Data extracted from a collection
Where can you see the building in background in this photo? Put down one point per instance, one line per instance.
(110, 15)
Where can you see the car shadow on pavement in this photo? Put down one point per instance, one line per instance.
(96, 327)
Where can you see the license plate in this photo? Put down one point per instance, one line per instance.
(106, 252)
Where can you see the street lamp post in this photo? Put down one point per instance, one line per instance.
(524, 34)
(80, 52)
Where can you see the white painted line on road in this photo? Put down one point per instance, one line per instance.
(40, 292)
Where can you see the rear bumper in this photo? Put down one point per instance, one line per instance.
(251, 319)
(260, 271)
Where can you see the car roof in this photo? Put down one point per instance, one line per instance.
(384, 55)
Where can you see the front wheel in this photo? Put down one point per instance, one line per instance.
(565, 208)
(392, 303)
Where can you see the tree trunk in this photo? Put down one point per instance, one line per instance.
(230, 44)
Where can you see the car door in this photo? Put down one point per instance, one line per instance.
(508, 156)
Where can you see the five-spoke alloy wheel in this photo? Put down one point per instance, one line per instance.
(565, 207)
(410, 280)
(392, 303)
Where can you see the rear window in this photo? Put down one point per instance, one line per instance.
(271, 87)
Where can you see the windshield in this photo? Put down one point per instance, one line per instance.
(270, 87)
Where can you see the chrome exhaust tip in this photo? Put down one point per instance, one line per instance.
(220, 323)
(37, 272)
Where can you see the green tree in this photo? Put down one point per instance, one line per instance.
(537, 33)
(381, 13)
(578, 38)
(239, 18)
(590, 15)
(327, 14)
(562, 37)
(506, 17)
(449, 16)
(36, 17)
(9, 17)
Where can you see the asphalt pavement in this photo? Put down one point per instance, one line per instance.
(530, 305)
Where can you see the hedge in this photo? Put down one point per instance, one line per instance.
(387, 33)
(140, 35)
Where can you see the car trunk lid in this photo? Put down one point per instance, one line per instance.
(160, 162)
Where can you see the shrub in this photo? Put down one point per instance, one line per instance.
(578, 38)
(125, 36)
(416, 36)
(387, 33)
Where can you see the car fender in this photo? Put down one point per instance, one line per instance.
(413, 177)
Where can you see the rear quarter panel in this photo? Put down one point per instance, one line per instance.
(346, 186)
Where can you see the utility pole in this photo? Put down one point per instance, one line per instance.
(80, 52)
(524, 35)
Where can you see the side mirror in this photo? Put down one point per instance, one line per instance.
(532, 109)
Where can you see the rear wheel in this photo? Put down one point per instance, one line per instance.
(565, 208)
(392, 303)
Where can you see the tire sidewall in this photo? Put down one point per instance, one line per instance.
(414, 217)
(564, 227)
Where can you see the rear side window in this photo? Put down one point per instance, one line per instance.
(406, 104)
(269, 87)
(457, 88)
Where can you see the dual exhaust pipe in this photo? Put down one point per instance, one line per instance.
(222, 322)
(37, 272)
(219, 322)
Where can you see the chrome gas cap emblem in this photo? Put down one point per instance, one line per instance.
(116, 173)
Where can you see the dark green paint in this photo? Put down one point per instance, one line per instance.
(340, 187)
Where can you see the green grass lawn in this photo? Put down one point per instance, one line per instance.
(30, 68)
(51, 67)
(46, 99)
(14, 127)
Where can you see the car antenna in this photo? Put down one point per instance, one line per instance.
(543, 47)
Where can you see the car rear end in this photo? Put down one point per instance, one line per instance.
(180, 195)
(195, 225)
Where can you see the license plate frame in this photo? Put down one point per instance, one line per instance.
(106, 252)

WHAT THE TASK REQUIRES:
Transcribe the records above exactly, keeping every line.

TASK RESPONSE:
Where can you see the building in background in this photo? Put down one point per instance, one line per instance.
(110, 15)
Where can you see the car shadow on pavement in this photo? Put down one point per instance, one line per instance.
(96, 327)
Where can you see the license plate in this photo? Put down one point per instance, one line per instance.
(106, 252)
Where can you see the street lamp post in this photo? Put down one point per instance, one line per instance.
(524, 34)
(80, 52)
Where can you see the white painted line on road in this photo? Put down one point per instance, one line per instance.
(40, 292)
Where can you see the rear bumper in this photo? Put down one point per instance, one line per instance.
(251, 319)
(260, 271)
Where can you see the car roof in this photo? Put down one point per instance, one line per instance.
(384, 55)
Where can you see the front wheel in this photo? Put down one point per instance, one line per instance.
(565, 208)
(392, 303)
Where can you see the tree trunk in this photo? Put down one point per instance, one line per instance.
(230, 44)
Where can you see the car door in this photo? Put down one point per instance, one line per instance.
(508, 156)
Where can you see the five-spoke alloy wheel in this photo? Put down one point per instance, one line per instance.
(565, 207)
(410, 280)
(392, 303)
Where can you see the rear window in this photo? Put down one point per instance, one line per instance.
(271, 87)
Where can you see the windshield in this photo? Put down one point per instance, one line per instance.
(270, 87)
Where can you see the chrome exhaust tip in this photo? Put down one point per instance, one line per instance.
(220, 323)
(37, 272)
Where can you see the green tree in this photo? Put down one point per instance, one line per instance.
(537, 33)
(381, 13)
(578, 38)
(239, 18)
(590, 15)
(327, 14)
(562, 37)
(506, 17)
(449, 16)
(36, 17)
(9, 17)
Where can you see the asphalt pavement in this photo? Put down one point per instance, one line per instance.
(530, 305)
Where can you see the hedge in this photo? Put down one point per instance, one line per instance.
(387, 33)
(140, 35)
Where can you see the car trunk lid in this photo? Put down one point per instance, one line per instance.
(160, 162)
Where can you see the shrub in this photo? Put down one point per instance, one line per instance.
(578, 38)
(125, 36)
(416, 36)
(387, 33)
Where can you see the car fender in this photo? Put down one point per instance, one line per instance.
(413, 177)
Where can you see the rear quarter panel in this photo? Put down one point per instance, one line per instance.
(346, 186)
Where can you see the utility pole in this photo? Put down one point per instance, one line per instance.
(80, 52)
(524, 35)
Where can you see the side mirror in this photo? Put down one point per instance, one line per instance.
(532, 109)
Where can you see the rear wheel in this photo? Put down one point per instance, one line per instance.
(565, 208)
(392, 303)
Where can you see the tire sidewall in this photo? Put down one point per instance, one line per instance.
(414, 217)
(564, 227)
Where can you see the rear side window in this photo? Put down one point per instance, one line per instance.
(406, 104)
(269, 87)
(457, 88)
Where can you see the dual exhaust pipe in this photo? Put down one point per instance, one line per instance.
(222, 322)
(37, 272)
(219, 322)
Where can you see the chrome gas cap emblem in this photo? Put down one point per instance, one line per instance.
(116, 173)
Where can you see the dark green paint in this photo? Put down one point per instance, one line per instance.
(340, 187)
Where can you see the green grass lawn in this photo? Put down one point per instance, one line per instance.
(30, 68)
(51, 67)
(46, 99)
(14, 127)
Where can you see the car antenna in this photo? Put down one point per instance, one line per instance.
(543, 47)
Where can you see the car rear end in this photo? Put down one point per instance, one line per instance.
(180, 195)
(195, 225)
Where can you see the license plate frame in this photo? Put down one point per instance, one line per instance.
(106, 252)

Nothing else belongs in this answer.